SELECTED EXTRACT Block Start
Sinai's dreams come true: short film goes viral
In the short film ‘Sinai’s Forbidden Dreams’, posted on social media websites, children of Sinai share their dreams. Through the film the young actors portray their simple yet forbidden dreams.
The film also chronicles the hostile treatment Sinai residents have received for many years now and specifically deals with their marginalisation, with many duties but no rights.
The short film expresses the pains and hopes of the children of Sinai, who, like other children around the world, dream of a shining future. Some of them wish to become police officers to chase criminals while others want to protect their country from enemies. However, their dreams become imprisoned within them.
The film deals with several career paths which are not available to residents of Sinai. Those career paths are considered of great importance in the country, but Sinai residents are forbidden from pursuing them. The children in the film express their hopes of pursuing such careers to their teacher in a remote school. As the film continues we learn that the teacher had already tried to pursue one of those careers, but failed due to being a Sinai resident.
The film’s director Adel Abou Muslim said that they made the film because Sinai residents are prevented from joining military colleges or the police, from gaining judicial or diplomatic positions, and from taking positions in local intelligence services. He also pointed out that Sinai residents who are enlisted in the army are forced into positions related to agriculture, which he considers a slight to their sense of nationalism.
SELECTED EXTRACT Block End
RECORDED INFORMATION Block Start
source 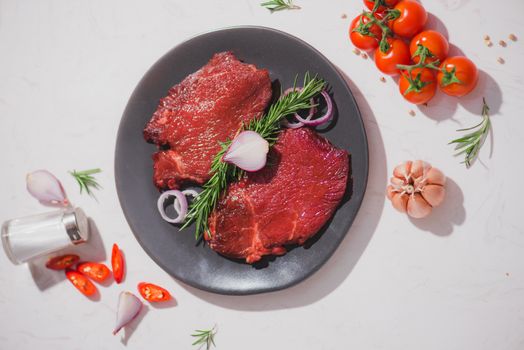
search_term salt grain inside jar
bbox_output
[2,208,89,264]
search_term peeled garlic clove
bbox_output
[426,168,446,186]
[26,170,69,206]
[386,185,397,200]
[407,193,432,219]
[389,177,406,187]
[393,160,413,179]
[223,130,269,171]
[411,160,431,178]
[113,292,142,335]
[391,193,409,213]
[422,185,446,207]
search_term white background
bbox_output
[0,0,524,350]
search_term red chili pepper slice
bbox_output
[77,262,111,283]
[138,282,171,303]
[111,243,125,283]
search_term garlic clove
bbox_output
[411,160,431,178]
[422,185,446,207]
[389,177,406,187]
[222,130,269,172]
[26,170,69,206]
[113,292,142,335]
[386,185,397,200]
[393,160,413,180]
[426,168,446,186]
[391,193,409,213]
[407,193,432,219]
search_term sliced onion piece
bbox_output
[173,190,199,215]
[222,130,269,171]
[113,292,142,335]
[295,91,333,126]
[157,190,188,224]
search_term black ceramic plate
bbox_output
[115,27,368,295]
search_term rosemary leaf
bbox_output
[69,168,102,196]
[181,73,325,240]
[449,98,491,168]
[191,326,217,350]
[260,0,300,12]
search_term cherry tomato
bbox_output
[399,68,437,105]
[111,243,125,283]
[364,0,399,12]
[76,262,111,282]
[138,282,171,303]
[389,0,428,38]
[66,270,97,296]
[45,254,80,270]
[437,56,478,97]
[349,14,382,50]
[409,30,449,63]
[375,39,411,75]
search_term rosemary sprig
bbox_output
[69,168,102,196]
[191,326,217,350]
[449,98,491,168]
[182,73,325,240]
[260,0,300,12]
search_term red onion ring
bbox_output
[295,90,333,126]
[173,190,198,215]
[157,190,188,224]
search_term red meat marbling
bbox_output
[204,128,349,263]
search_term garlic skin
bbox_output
[386,160,446,219]
[26,170,69,207]
[113,292,142,335]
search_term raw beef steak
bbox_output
[144,52,271,189]
[204,128,349,263]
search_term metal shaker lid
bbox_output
[62,208,89,244]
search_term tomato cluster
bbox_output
[349,0,478,104]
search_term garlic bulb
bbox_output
[387,160,446,219]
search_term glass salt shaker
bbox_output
[2,208,89,265]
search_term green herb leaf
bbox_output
[449,98,491,168]
[191,326,217,350]
[69,168,102,196]
[260,0,300,12]
[182,73,325,240]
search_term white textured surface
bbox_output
[0,0,524,350]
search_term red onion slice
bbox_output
[157,190,188,224]
[173,190,199,215]
[222,130,269,171]
[295,91,333,126]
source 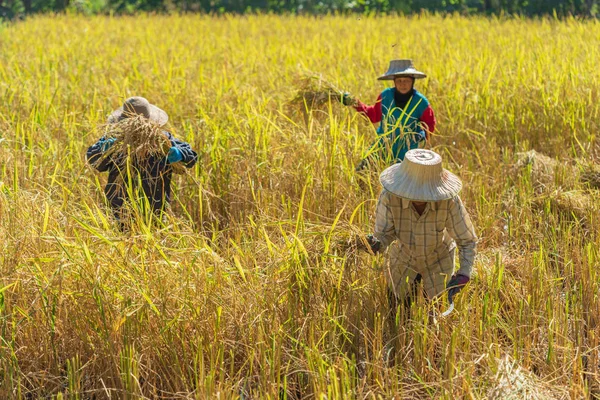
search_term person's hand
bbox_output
[342,92,356,106]
[100,138,117,151]
[167,146,183,164]
[446,274,471,303]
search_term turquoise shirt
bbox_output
[374,87,429,164]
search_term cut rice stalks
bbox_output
[580,162,600,189]
[104,115,185,174]
[290,73,344,110]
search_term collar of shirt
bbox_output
[402,197,438,211]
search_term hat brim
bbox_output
[108,104,169,126]
[379,163,462,202]
[377,71,427,81]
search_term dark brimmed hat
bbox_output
[377,60,427,81]
[108,97,169,126]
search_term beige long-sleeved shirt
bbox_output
[374,189,477,277]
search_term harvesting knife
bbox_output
[442,302,454,318]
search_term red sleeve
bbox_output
[354,95,381,124]
[419,105,435,139]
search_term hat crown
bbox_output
[123,96,150,118]
[380,149,462,201]
[400,149,443,183]
[388,59,415,71]
[378,59,427,80]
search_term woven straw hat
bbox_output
[377,60,427,81]
[379,149,462,201]
[108,97,169,126]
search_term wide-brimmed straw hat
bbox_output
[377,60,427,81]
[108,97,169,126]
[379,149,462,201]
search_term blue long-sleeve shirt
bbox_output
[86,131,198,211]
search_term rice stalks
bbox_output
[517,150,578,193]
[580,163,600,189]
[487,356,568,400]
[290,74,344,109]
[533,190,596,220]
[104,115,185,174]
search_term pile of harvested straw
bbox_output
[533,190,596,220]
[104,115,185,174]
[517,150,578,192]
[580,163,600,189]
[290,74,344,109]
[105,115,171,164]
[487,356,569,400]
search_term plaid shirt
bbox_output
[374,189,477,297]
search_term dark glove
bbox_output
[100,138,117,151]
[446,274,471,303]
[342,92,356,106]
[167,146,183,164]
[358,235,381,254]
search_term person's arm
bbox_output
[373,189,396,251]
[167,133,198,168]
[354,95,382,124]
[446,196,477,278]
[85,136,114,172]
[419,105,436,140]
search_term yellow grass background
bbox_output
[0,15,600,399]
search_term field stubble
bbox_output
[0,16,600,399]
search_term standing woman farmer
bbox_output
[343,60,435,170]
[367,149,477,315]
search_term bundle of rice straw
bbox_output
[290,74,344,109]
[517,150,577,191]
[534,190,596,220]
[104,115,184,173]
[580,163,600,189]
[487,356,569,400]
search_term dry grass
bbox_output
[290,73,344,110]
[104,116,171,163]
[0,16,600,399]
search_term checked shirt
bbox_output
[374,189,477,298]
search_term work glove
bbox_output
[99,138,117,151]
[446,274,471,303]
[358,235,381,254]
[342,92,356,106]
[167,146,183,164]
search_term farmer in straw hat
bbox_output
[367,149,477,315]
[87,97,198,222]
[342,60,435,170]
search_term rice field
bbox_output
[0,15,600,399]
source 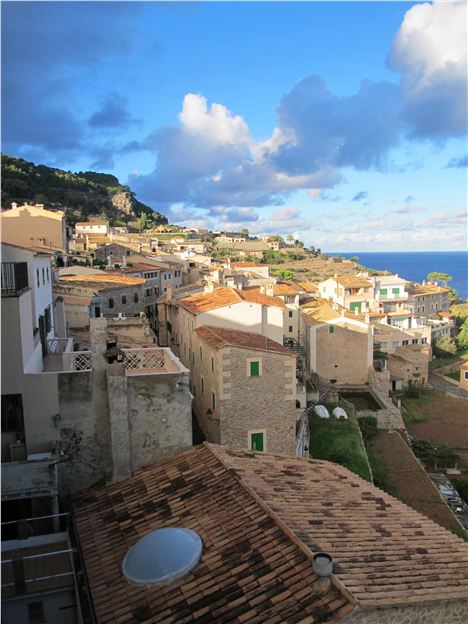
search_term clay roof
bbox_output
[297,282,318,293]
[73,443,468,624]
[406,282,450,297]
[75,221,109,227]
[73,445,353,624]
[178,287,285,314]
[335,276,372,288]
[59,273,146,290]
[195,325,297,357]
[231,261,265,269]
[215,447,468,607]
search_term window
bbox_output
[248,431,266,452]
[250,362,260,377]
[28,602,46,624]
[2,394,24,431]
RECORDED INFORMATION Block End
§ ACTIVITIES
- a) Answer these questions from the article on the Sinai short film, one answer per line, marked (i), (ii), (iii) to match:
(i) In what kind of place do the children tell their teacher about their hopes?
(ii) Who directed the film?
(iii) According to the director, what kind of positions are Sinai residents in the army forced into?
- b) Continue the article about the short film 'Sinai's Forbidden Dreams' from its last sentence.

§ TASK RESULTS
- a)
(i) A remote school
(ii) Adel Abou Muslim
(iii) Positions related to agriculture

- b)
Ahmed Radwan, the film’s producer, said that he expected the film to be well-received in Sinai and also expects positive acclaim as the film portrays the people’s suffering. He said the film sounded an alarm signaling that the time to end this suffering has come. He added that he hopes that governmental officials get to see the film, which chronicles the reality of Sinai, a precious part of Egypt.
One of the characters in the film, young Seliman, was rejected from military college despite passing all the required tests. Sheikh Salama Salam played his father and he said that he cried a lot during filming because he experienced the same thing as a young man. He also hoped that these stereotypes will disappear so that children of Sinai can fulfill their dreams.
He pointed out that no matter what, dreams continue and no one can prevent children from dreaming of their bright futures. The children of Sinai will continue to buy officers’ costumes and wooden rifles to defend their country at play. The real question: will they find someone to help change their reality, so that they can become real officers with real rifles capable of defending their land and their homes?